= Source data =
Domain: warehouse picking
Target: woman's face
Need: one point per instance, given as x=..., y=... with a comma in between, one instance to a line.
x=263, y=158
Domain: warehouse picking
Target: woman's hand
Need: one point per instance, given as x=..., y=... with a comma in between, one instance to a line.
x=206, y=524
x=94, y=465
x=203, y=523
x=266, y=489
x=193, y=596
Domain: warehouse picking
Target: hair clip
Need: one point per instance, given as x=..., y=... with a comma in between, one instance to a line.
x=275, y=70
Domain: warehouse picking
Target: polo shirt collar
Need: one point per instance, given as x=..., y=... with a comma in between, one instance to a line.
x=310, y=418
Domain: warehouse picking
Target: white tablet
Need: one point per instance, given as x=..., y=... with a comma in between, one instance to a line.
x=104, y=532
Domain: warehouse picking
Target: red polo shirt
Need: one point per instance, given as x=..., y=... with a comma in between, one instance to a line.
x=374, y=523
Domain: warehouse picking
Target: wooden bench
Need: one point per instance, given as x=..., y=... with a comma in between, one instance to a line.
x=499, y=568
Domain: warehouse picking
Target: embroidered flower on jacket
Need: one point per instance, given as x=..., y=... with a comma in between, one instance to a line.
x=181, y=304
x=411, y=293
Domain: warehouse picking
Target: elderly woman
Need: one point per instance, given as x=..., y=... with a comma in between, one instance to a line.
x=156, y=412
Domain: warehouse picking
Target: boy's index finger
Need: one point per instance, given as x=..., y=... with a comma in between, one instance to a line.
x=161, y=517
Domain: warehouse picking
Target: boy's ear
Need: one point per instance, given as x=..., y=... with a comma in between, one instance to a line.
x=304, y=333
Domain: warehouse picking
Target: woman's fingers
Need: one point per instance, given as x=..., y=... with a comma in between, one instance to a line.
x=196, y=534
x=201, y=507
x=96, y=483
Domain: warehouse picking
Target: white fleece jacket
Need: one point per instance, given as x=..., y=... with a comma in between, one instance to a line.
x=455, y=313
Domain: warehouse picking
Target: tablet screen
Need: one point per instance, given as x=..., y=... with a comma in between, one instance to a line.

= Exercise task =
Write out every item above line for line, with nothing changed.

= Exercise output =
Domain: warehouse picking
Target: woman's face
Need: one point per instance, given as x=..., y=... with a comma in between, one instance to a line.
x=263, y=158
Domain: warehouse picking
Target: woman's hand
Need: one point per instance, given as x=..., y=... with a comma in between, one instance to a line.
x=206, y=524
x=94, y=465
x=203, y=523
x=266, y=489
x=193, y=596
Domain: warehouse picking
Target: hair clip
Need: one point per instance, given as x=..., y=... with a comma in between, one instance to a line.
x=275, y=70
Domain: warehouse picking
Target: polo shirt collar
Need: one point per instance, given as x=..., y=... with a comma in between, one instance to a line.
x=310, y=418
Domain: warehouse picking
Target: white tablet
Need: one point per instance, given as x=..., y=... with a comma in between, one instance to a line.
x=104, y=532
Domain: warehouse picking
Target: red polo shirt
Need: one point per instance, given as x=..., y=... with a comma in between, one instance to a line.
x=374, y=523
Domain: warehouse picking
Target: wooden bench
Need: one point per instance, given as x=..., y=... with a comma in between, one instance to a line.
x=499, y=568
Domain: warehouse picking
Target: embroidered flower on jacket
Need: one point per instance, given as x=..., y=... with a comma in between, one instance to a line.
x=181, y=304
x=411, y=293
Domain: warehouse picking
Target: elderly woman
Need: one point per instance, given as x=..., y=... with a comma in between, one instance to a line.
x=156, y=412
Domain: warehouse picking
Target: boy's index finger
Need: one point per instance, given as x=..., y=... with a comma in between, one instance to a line.
x=161, y=517
Domain: warehouse picking
Target: boy's ear
Need: one point per instance, given as x=..., y=... with a comma in between, one instance to a line.
x=304, y=333
Domain: warehouse picking
Target: woman's fingers
Need: one point per instance, given as x=..., y=... with a comma in between, one instance to a line.
x=196, y=534
x=201, y=507
x=96, y=483
Domain: warehouse picking
Target: white fleece jacket
Need: one point per instance, given as x=..., y=... with a comma in between, one instance to a line.
x=455, y=313
Domain: warehouse picking
Target: tablet screen
Need: one point per instance, given as x=..., y=... with a comma in between, one instance to a line.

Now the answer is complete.